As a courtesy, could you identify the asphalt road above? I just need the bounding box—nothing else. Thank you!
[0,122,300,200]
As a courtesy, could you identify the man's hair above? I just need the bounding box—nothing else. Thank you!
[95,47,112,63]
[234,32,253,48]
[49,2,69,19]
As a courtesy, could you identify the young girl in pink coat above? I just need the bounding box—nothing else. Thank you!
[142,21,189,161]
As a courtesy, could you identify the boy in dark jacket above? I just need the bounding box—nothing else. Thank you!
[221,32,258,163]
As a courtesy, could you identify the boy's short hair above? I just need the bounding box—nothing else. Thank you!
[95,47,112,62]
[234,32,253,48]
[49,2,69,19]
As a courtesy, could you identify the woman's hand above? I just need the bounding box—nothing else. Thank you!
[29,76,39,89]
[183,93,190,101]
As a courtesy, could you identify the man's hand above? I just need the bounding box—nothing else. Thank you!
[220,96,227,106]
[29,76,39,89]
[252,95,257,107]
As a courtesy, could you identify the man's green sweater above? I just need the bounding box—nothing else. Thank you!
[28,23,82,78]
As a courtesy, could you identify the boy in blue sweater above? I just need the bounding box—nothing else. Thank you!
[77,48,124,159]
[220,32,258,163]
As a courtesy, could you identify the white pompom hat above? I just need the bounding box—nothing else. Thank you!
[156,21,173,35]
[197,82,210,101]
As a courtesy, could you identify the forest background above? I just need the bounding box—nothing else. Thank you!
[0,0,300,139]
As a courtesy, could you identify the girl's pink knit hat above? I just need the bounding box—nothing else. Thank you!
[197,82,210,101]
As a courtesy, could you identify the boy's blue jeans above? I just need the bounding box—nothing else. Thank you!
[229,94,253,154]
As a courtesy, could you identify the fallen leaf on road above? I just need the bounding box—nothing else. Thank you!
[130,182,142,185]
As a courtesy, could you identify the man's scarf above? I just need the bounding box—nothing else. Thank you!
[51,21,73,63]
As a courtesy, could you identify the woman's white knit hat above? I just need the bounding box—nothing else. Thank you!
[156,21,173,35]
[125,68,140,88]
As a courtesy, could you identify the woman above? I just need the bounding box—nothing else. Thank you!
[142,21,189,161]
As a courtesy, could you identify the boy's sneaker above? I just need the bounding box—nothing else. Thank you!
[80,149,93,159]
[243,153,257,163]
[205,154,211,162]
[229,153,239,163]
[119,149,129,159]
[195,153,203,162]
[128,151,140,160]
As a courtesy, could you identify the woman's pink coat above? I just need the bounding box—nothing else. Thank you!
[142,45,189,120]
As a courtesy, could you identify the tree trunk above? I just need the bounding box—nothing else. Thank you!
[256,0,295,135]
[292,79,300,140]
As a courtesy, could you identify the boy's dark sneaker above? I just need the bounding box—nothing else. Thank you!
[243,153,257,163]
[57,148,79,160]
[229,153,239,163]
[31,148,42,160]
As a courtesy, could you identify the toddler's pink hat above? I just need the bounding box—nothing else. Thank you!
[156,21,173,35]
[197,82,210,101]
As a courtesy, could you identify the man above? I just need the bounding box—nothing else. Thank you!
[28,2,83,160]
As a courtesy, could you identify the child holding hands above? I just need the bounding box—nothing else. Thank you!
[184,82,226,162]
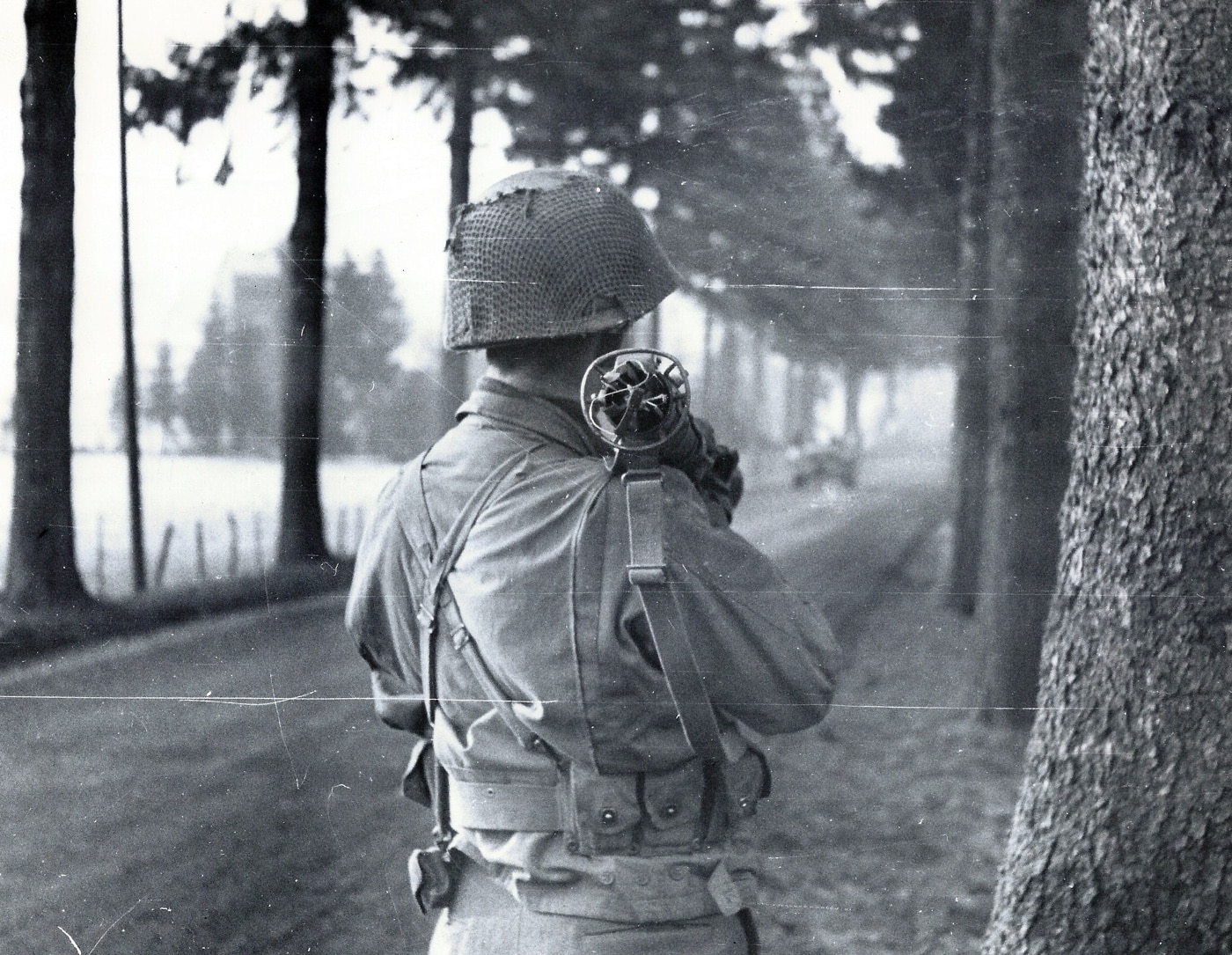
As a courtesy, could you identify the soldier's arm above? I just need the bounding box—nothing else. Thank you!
[664,468,840,733]
[346,481,426,733]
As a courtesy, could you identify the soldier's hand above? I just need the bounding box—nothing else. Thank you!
[695,444,744,524]
[659,418,744,524]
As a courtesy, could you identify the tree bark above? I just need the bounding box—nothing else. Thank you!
[946,0,992,615]
[278,0,345,563]
[983,0,1085,724]
[5,0,86,610]
[985,0,1232,955]
[440,0,478,431]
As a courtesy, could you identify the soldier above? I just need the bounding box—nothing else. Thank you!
[348,170,838,955]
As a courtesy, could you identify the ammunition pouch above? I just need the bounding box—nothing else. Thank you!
[449,746,770,856]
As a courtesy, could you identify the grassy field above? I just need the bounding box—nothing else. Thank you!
[758,535,1026,955]
[0,452,398,597]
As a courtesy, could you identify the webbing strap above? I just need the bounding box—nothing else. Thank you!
[450,780,570,832]
[622,469,726,768]
[398,450,530,849]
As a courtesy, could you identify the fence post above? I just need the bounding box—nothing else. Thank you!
[154,521,175,588]
[93,514,107,597]
[227,511,239,577]
[196,521,206,583]
[253,514,265,572]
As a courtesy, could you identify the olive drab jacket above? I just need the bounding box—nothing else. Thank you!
[348,378,838,922]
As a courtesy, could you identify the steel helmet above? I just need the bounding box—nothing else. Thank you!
[444,169,678,351]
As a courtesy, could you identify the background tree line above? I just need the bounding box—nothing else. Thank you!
[112,253,437,461]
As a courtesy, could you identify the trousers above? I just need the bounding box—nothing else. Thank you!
[428,865,755,955]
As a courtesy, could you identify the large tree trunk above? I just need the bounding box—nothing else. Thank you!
[985,0,1232,955]
[5,0,85,609]
[946,0,992,613]
[278,0,345,563]
[438,0,480,431]
[983,0,1085,724]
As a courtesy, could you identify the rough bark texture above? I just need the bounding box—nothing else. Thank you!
[985,0,1232,955]
[983,0,1085,724]
[438,0,480,431]
[278,0,342,563]
[946,0,992,613]
[5,0,85,609]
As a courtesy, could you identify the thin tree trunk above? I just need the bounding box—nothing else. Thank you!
[5,0,86,610]
[985,0,1232,955]
[440,0,478,431]
[786,361,818,444]
[983,0,1085,724]
[843,363,868,447]
[946,0,992,615]
[748,327,769,447]
[278,0,341,563]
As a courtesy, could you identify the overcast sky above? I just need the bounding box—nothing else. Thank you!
[0,0,530,446]
[0,0,892,446]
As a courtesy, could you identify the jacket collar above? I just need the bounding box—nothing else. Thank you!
[457,377,604,457]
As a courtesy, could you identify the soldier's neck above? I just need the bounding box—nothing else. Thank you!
[484,361,590,401]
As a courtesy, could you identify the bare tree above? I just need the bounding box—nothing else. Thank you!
[985,0,1232,955]
[5,0,86,609]
[983,0,1085,724]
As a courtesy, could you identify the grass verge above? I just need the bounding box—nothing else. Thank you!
[759,535,1026,955]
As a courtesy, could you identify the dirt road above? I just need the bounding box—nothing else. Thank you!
[0,444,943,955]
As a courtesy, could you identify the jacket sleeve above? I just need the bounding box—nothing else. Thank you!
[664,468,840,733]
[346,480,426,733]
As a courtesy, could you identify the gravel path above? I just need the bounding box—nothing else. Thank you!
[0,448,942,955]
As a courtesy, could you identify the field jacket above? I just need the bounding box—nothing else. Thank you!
[348,379,838,922]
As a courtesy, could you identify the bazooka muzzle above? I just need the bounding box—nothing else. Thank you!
[444,169,678,351]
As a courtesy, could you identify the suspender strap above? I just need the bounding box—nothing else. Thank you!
[621,468,728,841]
[398,451,530,849]
[622,471,724,765]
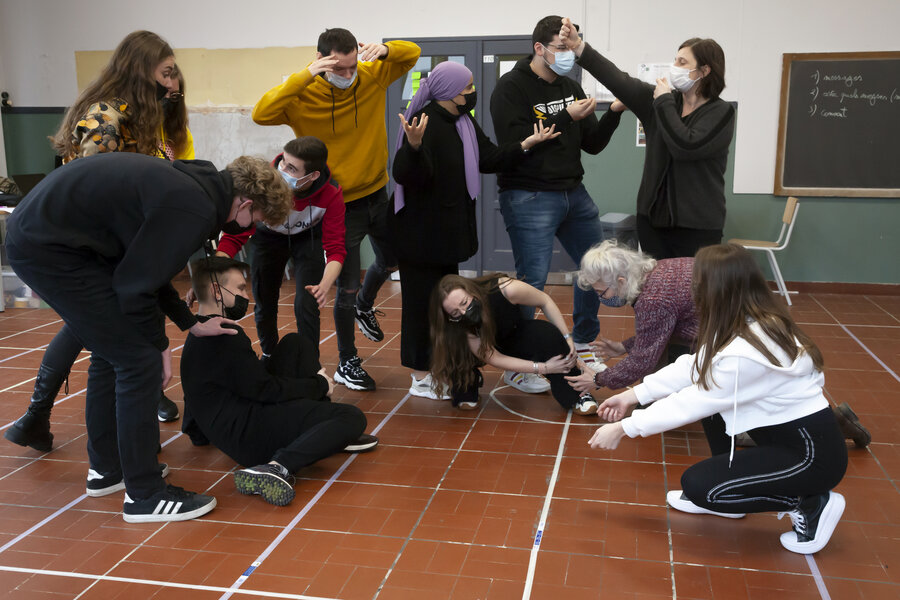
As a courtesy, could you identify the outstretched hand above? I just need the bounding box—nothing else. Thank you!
[357,42,388,62]
[522,123,562,150]
[566,359,597,394]
[306,54,338,77]
[400,113,428,150]
[588,423,625,450]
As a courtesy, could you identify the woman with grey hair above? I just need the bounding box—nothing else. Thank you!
[567,240,698,391]
[566,240,872,454]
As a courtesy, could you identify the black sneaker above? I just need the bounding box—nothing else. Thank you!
[356,307,384,342]
[833,402,872,448]
[334,356,375,392]
[234,464,294,506]
[156,393,178,423]
[86,463,169,498]
[122,485,216,523]
[344,433,378,454]
[778,492,847,554]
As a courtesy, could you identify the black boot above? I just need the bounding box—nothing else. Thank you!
[3,364,68,452]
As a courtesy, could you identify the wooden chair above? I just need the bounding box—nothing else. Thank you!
[728,196,800,306]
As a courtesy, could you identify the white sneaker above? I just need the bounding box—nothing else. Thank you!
[575,344,609,373]
[503,371,550,394]
[666,490,747,519]
[409,373,450,400]
[572,394,600,416]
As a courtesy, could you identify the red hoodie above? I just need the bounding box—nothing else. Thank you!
[217,154,347,264]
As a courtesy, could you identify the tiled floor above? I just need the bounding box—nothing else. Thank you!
[0,282,900,600]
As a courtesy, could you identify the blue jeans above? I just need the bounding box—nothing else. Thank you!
[500,184,603,344]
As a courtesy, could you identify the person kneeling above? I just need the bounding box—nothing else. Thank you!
[181,256,378,506]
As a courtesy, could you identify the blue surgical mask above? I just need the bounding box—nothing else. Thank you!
[600,296,628,308]
[544,46,575,75]
[325,71,356,90]
[278,166,300,190]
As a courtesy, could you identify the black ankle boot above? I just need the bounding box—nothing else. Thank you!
[3,364,67,452]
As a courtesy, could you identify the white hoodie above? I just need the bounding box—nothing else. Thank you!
[622,323,828,451]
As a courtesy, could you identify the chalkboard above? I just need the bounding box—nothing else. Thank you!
[775,52,900,197]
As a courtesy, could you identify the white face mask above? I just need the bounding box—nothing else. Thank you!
[669,65,703,93]
[325,71,356,90]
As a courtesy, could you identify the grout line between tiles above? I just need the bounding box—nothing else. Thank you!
[520,412,573,600]
[220,394,409,600]
[0,565,336,600]
[372,386,500,600]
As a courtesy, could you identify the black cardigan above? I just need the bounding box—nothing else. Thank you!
[389,102,527,265]
[579,44,734,229]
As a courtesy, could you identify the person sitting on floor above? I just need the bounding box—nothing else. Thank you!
[181,256,378,506]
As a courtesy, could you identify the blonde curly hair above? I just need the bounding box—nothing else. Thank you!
[225,156,294,225]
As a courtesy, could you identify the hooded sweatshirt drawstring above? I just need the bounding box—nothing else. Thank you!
[728,357,741,469]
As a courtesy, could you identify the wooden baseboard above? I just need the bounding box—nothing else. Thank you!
[769,281,900,296]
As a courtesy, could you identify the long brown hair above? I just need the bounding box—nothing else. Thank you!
[163,65,187,156]
[428,273,506,389]
[53,31,175,157]
[693,244,825,390]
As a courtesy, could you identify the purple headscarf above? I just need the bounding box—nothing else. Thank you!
[394,60,481,213]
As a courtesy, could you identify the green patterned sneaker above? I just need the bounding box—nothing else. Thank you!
[234,464,294,506]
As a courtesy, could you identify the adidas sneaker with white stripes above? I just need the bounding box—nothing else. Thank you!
[122,485,216,523]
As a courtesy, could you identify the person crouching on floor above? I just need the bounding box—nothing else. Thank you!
[181,256,378,506]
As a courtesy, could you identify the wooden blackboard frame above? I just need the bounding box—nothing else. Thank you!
[774,52,900,198]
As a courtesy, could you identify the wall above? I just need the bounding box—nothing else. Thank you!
[0,0,900,283]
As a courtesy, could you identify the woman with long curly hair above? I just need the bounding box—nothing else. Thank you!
[4,31,194,452]
[590,244,847,554]
[429,274,597,415]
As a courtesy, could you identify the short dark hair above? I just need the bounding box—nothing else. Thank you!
[531,15,580,46]
[284,135,328,173]
[678,38,725,100]
[316,27,359,56]
[191,256,250,302]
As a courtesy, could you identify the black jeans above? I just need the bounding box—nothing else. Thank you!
[451,319,581,410]
[200,333,366,473]
[637,215,722,260]
[6,232,165,499]
[251,226,325,356]
[681,407,847,513]
[400,261,459,371]
[334,188,397,361]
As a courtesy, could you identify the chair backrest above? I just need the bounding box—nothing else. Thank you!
[776,196,800,250]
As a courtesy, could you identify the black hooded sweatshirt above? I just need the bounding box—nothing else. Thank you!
[491,56,622,192]
[8,152,234,350]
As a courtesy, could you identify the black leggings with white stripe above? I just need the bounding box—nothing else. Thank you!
[681,407,847,513]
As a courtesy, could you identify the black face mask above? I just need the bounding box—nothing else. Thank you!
[454,92,478,116]
[219,286,250,321]
[222,221,253,235]
[456,297,481,327]
[154,81,169,100]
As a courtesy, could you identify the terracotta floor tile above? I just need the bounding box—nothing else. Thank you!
[0,280,900,600]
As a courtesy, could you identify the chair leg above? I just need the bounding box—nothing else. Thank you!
[766,250,791,306]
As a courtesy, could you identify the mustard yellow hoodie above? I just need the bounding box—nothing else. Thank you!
[252,40,421,202]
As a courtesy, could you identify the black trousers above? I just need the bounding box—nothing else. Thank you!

Task description:
Arrange the part of the records that opens with the line containing "As a courtesy, could you identify the black ankle" and closes with the line containing "[225,156,294,225]" as a Markdown table with the columns Row and Line, numbering each line and skipping any blank ones.

Exercise solution:
| Row | Line |
|---|---|
| 1 | As a courtesy, could you identify the black ankle boot above? I just need the bounding box—nothing else. Thank you! |
| 2 | [3,364,67,452] |
| 3 | As a courtesy, could you identify the white hoodie above? I just need the bounding box—nothing else. Thank you! |
| 4 | [622,323,828,451] |
| 5 | As a courtesy, could you identify the chalkboard above? I just need the bounding box—nothing else. Thank you! |
| 6 | [775,52,900,197] |
| 7 | As a courtesy, could you identify the white face mask above? I just need the bounding box—nothing else. Thank you! |
| 8 | [669,65,703,93] |
| 9 | [325,71,356,90] |
| 10 | As a courtesy, could you identify the grout line between tiles above? I just need the bounding box—nothing else. Thank you! |
| 11 | [520,412,573,600] |
| 12 | [220,394,409,600] |
| 13 | [0,565,336,600] |
| 14 | [372,386,500,600] |
| 15 | As a courtesy, could you identify the black cardigan above? I just need the bounding box—nothing else. Thank you! |
| 16 | [389,102,527,265] |
| 17 | [579,44,734,229] |
| 18 | As a courtesy, could you identify the person sitting on floor above? I just need the bounding box—nothing else. Thank you! |
| 19 | [181,256,378,506] |
| 20 | As a courtesy, could you identify the blonde curly hair above? I just need the bounding box—nothing else. Thank you! |
| 21 | [225,156,294,225] |